TO DO: Every line of the listing below should come back exactly as written, with no images.

"""

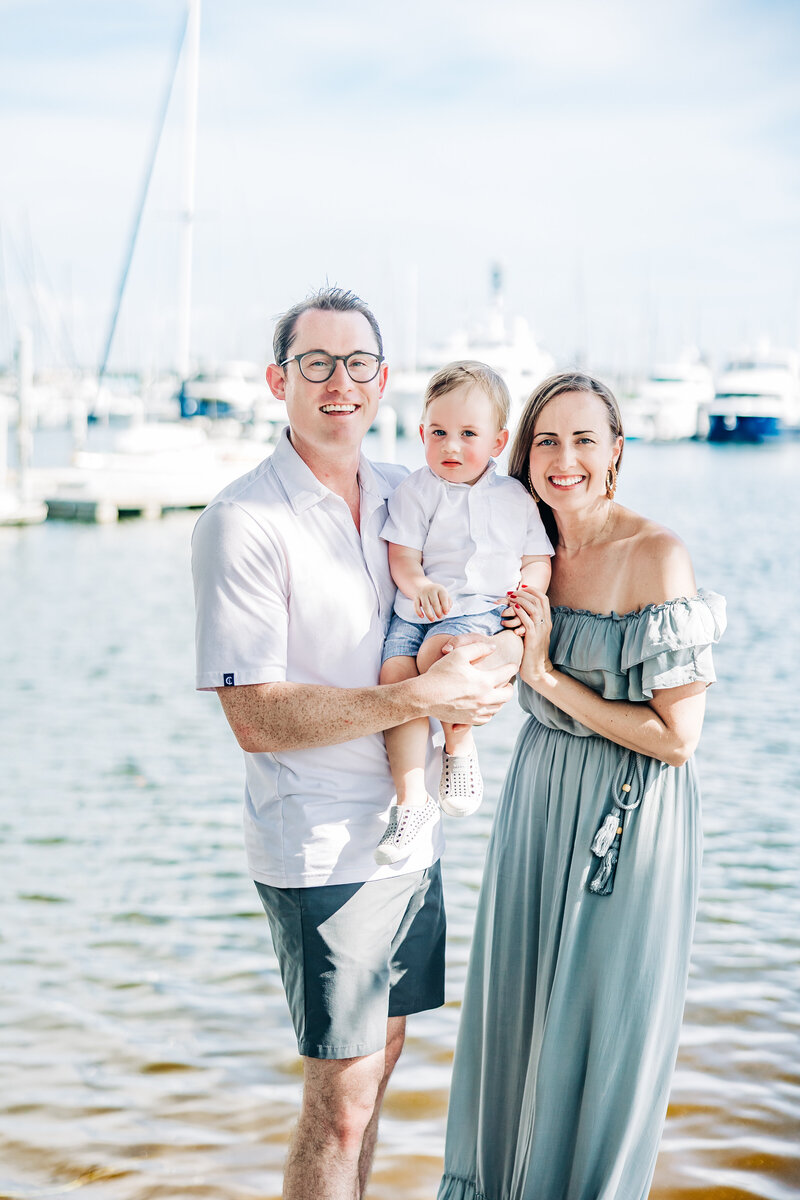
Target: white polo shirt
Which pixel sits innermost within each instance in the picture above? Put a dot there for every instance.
(287, 588)
(473, 537)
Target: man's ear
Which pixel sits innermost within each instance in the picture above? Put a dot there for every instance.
(276, 381)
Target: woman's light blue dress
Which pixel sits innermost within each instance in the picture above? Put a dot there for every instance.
(573, 1002)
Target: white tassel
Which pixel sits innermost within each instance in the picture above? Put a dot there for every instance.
(606, 834)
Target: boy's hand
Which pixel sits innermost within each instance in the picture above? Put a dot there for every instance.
(432, 601)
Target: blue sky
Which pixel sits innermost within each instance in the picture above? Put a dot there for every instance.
(633, 167)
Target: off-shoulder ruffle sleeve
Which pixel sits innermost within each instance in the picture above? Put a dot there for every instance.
(669, 645)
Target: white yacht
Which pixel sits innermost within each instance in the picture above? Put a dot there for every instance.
(757, 396)
(672, 402)
(512, 351)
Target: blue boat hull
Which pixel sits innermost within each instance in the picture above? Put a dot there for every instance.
(744, 429)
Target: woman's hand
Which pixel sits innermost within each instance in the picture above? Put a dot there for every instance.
(533, 610)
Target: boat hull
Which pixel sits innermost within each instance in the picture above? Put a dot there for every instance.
(753, 430)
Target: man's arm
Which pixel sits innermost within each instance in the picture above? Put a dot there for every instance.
(272, 717)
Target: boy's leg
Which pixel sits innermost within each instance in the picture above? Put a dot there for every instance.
(461, 789)
(405, 744)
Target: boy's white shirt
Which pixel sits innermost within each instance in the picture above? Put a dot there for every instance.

"""

SOLUTION:
Target: white polo shirt
Which pixel sits innermost within each instance in the picture above? Put a dot there for every instance.
(287, 588)
(473, 537)
Target: man's ear
Which pixel sits innermost within each instance in the picture above? Put a dot there for every instance.
(276, 381)
Target: woman's light blue dress
Which pixel sits innermost within each instance in the picture above? Put a dot there for every instance.
(573, 1002)
Target: white tassel
Which pixel sits innermost within each instance in the picture above? Put a dot there for every instance.
(606, 834)
Target: boy's hand
Which pixel sits innermost within each instance in the picture above? Put a dot there for every instance.
(432, 601)
Target: blue sky
Which pixel sits innermost within each instance in the picture above? Put a dot there for every instance.
(633, 167)
Target: off-shoulder ruffle sleeve
Which pixel sits innermost within each instance in the picture above? Put a dot there for every instance.
(669, 645)
Target: white yacht
Which pixel sits innermost within each instance in the picture above? Put a dot there for every instance.
(757, 396)
(672, 402)
(512, 351)
Target: blue boat hull
Which pixel sits innermost within each instance in the picture above? Put a dot there for every instance.
(744, 429)
Target: woman's hand
Which pixel sits innermost within each instance in the picture above? Put a dot there for every instance.
(533, 610)
Target: boat hull
Which pixel sits innermost within each instance in the picture above? Put a dot there for every instance.
(753, 430)
Target: man's arm
Which pixel sits innermost within each instance in the picture above? Put a dot there for every instance.
(272, 717)
Target: boy's leg
Which pixel sits innermost within each instance in the picture above? Put a dot there for every instance.
(461, 789)
(405, 744)
Target: boy's white shirt
Which pixel sits innermost within each instance in the picture above? Put a dot there for every instance.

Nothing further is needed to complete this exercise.